● **INSTRUCTIONS TO FOLLOW**
Your task is to filter the entries and copy every line containing the string "below".

(INFORMATION SHOWN begins)

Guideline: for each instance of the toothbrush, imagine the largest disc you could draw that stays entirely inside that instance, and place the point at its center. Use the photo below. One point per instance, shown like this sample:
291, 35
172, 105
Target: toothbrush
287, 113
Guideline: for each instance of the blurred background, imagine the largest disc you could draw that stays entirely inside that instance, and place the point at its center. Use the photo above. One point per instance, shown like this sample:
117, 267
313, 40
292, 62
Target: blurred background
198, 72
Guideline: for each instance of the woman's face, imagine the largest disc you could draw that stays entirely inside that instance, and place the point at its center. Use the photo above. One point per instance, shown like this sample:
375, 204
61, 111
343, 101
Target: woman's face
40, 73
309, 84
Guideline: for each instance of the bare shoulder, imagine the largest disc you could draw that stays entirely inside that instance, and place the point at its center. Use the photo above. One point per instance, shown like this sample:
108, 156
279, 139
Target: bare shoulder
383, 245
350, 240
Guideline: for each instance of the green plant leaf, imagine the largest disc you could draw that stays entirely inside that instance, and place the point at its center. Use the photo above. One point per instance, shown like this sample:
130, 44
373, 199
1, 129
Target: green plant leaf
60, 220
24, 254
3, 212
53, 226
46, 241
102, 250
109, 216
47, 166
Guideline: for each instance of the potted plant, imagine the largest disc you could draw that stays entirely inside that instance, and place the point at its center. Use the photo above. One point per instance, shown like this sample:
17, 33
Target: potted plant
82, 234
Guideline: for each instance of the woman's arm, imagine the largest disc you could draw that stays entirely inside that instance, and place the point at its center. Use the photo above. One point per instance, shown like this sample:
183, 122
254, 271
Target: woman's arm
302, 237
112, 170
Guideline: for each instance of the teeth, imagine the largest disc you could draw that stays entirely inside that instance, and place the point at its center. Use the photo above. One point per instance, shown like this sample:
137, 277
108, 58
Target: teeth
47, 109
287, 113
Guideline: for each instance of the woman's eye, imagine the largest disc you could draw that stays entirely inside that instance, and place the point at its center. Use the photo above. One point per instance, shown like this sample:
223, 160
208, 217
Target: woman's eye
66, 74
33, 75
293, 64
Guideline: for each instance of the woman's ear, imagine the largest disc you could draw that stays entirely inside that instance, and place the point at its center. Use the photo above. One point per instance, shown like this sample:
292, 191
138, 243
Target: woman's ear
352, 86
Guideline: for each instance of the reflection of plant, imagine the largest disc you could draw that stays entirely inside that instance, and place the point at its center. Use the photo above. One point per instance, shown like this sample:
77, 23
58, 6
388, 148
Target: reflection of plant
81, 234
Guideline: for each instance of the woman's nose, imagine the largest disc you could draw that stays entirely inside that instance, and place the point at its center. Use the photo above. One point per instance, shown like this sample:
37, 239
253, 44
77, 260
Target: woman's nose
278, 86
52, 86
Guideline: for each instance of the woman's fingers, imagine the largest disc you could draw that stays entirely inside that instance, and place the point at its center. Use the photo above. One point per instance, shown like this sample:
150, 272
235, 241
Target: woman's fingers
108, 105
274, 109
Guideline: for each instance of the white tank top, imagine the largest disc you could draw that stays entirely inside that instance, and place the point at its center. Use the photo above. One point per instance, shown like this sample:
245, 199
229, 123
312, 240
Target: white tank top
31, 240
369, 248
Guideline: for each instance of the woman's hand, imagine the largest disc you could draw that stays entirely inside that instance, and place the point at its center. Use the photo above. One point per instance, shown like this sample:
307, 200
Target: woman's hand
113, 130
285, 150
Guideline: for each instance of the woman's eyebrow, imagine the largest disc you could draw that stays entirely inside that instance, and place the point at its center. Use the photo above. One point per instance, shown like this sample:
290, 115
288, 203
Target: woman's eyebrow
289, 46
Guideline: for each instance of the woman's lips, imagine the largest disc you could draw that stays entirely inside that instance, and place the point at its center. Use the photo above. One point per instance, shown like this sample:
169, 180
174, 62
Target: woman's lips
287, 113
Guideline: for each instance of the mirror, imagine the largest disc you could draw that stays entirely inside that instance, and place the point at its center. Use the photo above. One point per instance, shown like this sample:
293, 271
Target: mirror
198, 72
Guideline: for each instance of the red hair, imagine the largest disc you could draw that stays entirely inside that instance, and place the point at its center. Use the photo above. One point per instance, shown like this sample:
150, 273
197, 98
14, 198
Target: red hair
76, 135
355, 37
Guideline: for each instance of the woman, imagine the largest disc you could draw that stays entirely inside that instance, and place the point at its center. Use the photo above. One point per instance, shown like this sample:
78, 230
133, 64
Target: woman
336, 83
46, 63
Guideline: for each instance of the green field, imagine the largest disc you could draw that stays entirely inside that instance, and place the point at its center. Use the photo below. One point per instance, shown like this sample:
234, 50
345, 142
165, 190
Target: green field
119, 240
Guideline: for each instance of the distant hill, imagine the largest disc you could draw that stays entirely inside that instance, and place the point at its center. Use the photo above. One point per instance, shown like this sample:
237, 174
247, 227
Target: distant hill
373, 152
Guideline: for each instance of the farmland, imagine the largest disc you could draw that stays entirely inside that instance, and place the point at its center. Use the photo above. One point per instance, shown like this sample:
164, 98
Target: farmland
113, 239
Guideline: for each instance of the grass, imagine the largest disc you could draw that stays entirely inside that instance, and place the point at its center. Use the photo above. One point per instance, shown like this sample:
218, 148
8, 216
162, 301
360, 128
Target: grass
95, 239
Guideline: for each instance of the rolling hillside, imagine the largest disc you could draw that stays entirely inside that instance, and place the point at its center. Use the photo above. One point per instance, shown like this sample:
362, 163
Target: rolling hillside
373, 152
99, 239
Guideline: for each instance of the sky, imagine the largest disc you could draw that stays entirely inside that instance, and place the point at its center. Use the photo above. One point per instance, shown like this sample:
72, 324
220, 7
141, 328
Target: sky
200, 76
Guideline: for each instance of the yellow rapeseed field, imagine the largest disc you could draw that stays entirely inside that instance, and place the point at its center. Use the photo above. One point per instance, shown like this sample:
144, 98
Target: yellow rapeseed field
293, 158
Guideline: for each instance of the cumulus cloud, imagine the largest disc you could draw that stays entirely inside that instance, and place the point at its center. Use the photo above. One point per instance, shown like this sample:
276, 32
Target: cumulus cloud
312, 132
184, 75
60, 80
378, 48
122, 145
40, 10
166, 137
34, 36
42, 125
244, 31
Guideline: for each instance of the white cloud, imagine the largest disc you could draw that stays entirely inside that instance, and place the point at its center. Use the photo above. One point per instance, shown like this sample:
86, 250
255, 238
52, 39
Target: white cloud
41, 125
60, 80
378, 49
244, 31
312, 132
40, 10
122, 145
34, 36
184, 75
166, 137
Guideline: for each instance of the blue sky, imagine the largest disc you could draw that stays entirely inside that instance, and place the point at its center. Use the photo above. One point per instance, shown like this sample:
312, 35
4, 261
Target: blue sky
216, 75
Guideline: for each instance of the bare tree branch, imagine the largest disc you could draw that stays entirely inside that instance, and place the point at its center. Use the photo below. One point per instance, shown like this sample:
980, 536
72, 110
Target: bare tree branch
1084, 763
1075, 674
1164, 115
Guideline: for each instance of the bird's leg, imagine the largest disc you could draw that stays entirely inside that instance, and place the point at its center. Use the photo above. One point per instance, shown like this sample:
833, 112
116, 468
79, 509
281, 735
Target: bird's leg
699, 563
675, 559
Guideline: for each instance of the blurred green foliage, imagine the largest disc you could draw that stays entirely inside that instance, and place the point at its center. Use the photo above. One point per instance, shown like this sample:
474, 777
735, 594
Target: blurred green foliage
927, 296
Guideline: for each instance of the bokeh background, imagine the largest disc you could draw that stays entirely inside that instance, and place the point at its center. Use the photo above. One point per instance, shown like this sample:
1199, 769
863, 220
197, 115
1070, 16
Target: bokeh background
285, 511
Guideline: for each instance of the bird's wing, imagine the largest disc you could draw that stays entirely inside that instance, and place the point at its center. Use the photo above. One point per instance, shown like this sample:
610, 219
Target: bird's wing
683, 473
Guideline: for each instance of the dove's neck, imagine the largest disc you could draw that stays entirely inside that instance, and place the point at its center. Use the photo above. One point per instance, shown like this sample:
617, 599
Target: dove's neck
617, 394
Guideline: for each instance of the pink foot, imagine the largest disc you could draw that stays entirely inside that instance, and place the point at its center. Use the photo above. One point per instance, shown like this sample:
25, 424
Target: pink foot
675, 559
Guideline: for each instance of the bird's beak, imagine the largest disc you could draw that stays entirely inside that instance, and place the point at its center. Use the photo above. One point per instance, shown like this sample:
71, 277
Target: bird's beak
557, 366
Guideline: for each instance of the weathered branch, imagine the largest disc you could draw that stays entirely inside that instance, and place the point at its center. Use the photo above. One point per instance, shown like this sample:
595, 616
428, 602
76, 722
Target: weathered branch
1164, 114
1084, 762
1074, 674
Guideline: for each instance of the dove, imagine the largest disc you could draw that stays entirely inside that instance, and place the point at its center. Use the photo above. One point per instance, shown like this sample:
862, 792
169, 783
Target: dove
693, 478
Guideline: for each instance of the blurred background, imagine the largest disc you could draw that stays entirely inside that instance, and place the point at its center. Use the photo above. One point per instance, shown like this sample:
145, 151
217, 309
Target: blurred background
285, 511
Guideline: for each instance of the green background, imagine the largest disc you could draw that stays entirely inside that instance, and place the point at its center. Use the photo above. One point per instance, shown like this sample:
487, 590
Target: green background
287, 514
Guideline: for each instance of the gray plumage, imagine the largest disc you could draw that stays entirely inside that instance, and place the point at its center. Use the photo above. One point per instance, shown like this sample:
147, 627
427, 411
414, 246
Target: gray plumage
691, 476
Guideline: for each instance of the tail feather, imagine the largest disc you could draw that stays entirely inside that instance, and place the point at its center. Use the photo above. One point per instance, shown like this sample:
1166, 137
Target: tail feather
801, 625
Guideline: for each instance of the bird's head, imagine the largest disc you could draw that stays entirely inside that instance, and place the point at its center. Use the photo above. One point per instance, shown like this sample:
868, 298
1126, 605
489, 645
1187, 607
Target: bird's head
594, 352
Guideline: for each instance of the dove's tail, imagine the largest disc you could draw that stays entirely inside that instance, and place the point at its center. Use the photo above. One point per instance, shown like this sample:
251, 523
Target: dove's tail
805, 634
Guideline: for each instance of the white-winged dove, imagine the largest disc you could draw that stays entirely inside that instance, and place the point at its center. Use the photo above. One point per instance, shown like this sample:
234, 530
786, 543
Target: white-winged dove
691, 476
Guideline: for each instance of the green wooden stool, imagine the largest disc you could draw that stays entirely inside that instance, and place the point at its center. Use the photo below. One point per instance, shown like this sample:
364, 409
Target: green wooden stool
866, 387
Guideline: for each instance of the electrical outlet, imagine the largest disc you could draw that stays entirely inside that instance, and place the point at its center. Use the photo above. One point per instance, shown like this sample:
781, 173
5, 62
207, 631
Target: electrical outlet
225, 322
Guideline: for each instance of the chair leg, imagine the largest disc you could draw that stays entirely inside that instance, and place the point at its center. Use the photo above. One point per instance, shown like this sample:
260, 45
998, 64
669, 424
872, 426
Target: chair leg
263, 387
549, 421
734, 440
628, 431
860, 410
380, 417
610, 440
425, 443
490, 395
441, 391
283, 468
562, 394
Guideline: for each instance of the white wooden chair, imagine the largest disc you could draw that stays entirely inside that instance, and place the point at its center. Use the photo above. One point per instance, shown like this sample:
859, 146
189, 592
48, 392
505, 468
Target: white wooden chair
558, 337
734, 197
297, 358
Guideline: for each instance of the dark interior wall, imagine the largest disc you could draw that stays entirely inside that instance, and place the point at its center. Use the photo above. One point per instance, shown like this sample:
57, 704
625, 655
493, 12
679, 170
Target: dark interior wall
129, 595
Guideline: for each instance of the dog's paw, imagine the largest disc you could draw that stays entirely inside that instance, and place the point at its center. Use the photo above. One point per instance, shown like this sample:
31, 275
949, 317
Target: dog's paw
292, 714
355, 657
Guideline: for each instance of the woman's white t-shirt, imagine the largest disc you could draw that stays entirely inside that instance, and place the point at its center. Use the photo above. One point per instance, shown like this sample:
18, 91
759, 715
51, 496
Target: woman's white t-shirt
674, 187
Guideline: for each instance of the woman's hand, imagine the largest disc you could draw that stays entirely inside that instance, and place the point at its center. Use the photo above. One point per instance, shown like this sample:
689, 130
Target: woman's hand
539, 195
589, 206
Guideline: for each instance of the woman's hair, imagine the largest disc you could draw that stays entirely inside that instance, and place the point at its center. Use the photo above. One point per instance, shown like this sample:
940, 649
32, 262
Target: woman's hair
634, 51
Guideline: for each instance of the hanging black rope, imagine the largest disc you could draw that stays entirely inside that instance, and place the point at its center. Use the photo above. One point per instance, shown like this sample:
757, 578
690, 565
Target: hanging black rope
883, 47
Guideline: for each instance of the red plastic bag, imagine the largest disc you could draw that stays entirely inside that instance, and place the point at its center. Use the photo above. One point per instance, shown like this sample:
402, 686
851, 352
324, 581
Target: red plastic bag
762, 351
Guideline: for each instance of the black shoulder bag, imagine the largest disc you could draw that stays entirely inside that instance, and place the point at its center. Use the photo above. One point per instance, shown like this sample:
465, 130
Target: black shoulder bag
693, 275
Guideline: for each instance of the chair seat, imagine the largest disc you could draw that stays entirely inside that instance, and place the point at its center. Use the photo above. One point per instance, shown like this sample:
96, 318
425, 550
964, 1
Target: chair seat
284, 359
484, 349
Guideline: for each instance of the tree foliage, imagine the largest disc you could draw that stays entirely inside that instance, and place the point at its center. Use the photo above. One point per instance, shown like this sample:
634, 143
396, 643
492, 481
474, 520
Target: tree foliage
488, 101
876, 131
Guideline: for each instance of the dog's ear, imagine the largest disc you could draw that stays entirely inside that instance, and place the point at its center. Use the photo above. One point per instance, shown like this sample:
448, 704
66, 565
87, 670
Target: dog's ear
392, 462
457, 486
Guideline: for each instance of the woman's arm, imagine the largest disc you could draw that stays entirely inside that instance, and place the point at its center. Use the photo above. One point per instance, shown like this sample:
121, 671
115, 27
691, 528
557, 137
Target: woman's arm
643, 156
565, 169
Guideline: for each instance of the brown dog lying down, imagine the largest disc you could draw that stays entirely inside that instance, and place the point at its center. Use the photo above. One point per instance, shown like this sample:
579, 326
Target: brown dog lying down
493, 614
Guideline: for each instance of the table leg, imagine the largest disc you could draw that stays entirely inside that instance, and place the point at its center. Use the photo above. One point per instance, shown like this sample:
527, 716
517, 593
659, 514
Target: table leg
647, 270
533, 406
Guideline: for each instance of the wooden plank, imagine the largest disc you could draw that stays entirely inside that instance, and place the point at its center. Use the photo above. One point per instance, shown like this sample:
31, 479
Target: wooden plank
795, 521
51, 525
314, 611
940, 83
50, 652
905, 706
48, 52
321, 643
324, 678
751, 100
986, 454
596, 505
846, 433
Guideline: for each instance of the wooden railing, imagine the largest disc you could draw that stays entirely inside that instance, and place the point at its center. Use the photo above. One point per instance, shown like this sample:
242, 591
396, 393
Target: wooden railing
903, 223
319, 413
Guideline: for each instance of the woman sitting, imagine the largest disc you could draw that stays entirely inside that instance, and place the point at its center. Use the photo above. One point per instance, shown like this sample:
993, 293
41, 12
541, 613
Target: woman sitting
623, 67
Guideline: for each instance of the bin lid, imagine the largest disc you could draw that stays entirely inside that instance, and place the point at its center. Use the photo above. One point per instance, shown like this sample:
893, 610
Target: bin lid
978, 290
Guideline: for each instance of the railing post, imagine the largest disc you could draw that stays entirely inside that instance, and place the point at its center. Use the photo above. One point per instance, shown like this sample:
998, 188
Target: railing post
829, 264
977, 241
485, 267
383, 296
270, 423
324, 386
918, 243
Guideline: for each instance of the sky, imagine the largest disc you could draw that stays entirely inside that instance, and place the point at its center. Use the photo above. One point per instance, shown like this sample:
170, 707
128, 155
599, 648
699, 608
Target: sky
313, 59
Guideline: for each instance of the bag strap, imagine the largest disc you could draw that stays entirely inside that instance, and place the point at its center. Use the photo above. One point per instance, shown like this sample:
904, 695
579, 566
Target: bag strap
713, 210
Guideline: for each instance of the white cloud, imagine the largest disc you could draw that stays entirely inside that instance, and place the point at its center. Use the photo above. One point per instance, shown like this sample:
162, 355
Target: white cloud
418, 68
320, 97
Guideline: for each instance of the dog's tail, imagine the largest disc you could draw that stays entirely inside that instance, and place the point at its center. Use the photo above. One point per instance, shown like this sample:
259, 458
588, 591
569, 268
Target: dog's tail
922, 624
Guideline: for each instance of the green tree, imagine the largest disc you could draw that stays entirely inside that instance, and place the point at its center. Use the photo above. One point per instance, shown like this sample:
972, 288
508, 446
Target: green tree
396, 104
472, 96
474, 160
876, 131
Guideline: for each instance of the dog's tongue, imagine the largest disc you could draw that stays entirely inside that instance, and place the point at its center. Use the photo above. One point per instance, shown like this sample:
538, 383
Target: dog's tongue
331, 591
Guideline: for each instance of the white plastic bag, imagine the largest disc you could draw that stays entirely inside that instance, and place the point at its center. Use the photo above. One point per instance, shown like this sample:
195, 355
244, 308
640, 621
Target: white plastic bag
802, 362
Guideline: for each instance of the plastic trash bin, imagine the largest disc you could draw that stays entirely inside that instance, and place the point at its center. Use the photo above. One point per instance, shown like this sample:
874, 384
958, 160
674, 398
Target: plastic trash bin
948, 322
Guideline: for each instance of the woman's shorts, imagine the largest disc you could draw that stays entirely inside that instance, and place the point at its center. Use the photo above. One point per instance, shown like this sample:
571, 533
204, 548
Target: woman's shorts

(INFORMATION SHOWN ends)

● **ANSWER FOR THIS EXERCISE**
Guideline: for each instance of the toothbrush, imagine the largest disc you could draw that stays entirely inside that instance, and place the point at its center. Use the photo below. One point per instance, shown like this sample:
Guideline: for each instance of the green field, imagine the largest disc you could draw that stays entirely inside that instance, and place the point at its center. Use the photo below. One point per instance, shown like this sample:
Guideline: for each instance of the bare tree branch, imagine the largest disc you could draw that stays entirely inside that instance, and place the point at its center. Use the photo below. One point per instance, shown like this sample:
Guideline: for each instance of the green wooden stool, imagine the largest disc you could draw that stays entirely inside that instance, and place the point at its center. Use the photo below. One point per instance, shown like this sample:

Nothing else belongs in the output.